*Data section*
>>>>

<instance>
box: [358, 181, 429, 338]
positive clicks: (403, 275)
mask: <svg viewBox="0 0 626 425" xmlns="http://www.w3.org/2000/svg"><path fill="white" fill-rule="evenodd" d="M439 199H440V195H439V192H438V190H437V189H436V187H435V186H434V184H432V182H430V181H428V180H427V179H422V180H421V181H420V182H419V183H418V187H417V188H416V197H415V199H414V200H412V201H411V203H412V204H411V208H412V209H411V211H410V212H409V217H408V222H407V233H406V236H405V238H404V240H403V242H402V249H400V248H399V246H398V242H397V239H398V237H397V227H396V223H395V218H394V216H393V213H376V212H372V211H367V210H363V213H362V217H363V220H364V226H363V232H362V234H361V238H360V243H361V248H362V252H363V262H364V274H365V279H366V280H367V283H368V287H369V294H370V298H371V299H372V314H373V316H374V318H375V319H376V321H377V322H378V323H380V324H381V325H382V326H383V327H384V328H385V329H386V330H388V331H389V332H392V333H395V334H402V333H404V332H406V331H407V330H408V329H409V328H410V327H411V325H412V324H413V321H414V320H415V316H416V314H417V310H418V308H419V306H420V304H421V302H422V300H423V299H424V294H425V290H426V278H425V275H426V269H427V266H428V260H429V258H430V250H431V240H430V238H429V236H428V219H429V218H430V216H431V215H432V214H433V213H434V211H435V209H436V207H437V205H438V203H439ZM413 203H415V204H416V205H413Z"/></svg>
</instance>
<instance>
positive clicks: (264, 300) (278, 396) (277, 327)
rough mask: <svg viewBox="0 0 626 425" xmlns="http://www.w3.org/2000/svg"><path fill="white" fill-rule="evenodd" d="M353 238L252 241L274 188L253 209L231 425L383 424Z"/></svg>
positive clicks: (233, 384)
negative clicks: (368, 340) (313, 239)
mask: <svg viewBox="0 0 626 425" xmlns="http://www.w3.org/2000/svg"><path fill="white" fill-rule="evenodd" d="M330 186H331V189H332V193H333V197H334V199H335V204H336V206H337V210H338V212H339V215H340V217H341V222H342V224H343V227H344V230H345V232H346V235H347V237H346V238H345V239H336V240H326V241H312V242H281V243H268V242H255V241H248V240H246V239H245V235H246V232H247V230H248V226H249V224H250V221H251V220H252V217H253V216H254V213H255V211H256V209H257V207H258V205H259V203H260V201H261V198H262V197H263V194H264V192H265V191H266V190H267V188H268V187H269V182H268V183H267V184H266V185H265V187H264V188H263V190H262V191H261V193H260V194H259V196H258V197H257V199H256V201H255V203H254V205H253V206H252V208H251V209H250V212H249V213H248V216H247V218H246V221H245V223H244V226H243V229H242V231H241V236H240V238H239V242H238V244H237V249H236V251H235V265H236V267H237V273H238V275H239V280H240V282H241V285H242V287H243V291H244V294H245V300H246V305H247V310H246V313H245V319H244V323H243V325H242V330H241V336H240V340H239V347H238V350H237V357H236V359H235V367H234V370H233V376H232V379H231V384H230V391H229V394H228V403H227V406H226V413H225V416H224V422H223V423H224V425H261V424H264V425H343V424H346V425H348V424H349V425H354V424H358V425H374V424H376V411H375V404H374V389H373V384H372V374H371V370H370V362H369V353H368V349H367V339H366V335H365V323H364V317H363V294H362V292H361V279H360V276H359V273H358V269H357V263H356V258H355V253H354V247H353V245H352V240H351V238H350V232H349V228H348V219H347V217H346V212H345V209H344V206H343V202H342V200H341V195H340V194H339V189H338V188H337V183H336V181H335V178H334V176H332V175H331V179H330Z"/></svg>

<<<<

*Exercise instructions*
Where the listing above has a line with "</instance>", start there, and output every line exactly through the line with "positive clicks: (233, 384)", which is also included.

*Response area*
</instance>
<instance>
positive clicks: (264, 300) (278, 396) (277, 327)
rough mask: <svg viewBox="0 0 626 425" xmlns="http://www.w3.org/2000/svg"><path fill="white" fill-rule="evenodd" d="M353 238L252 241L274 188L253 209L231 425L383 424Z"/></svg>
positive clicks: (233, 384)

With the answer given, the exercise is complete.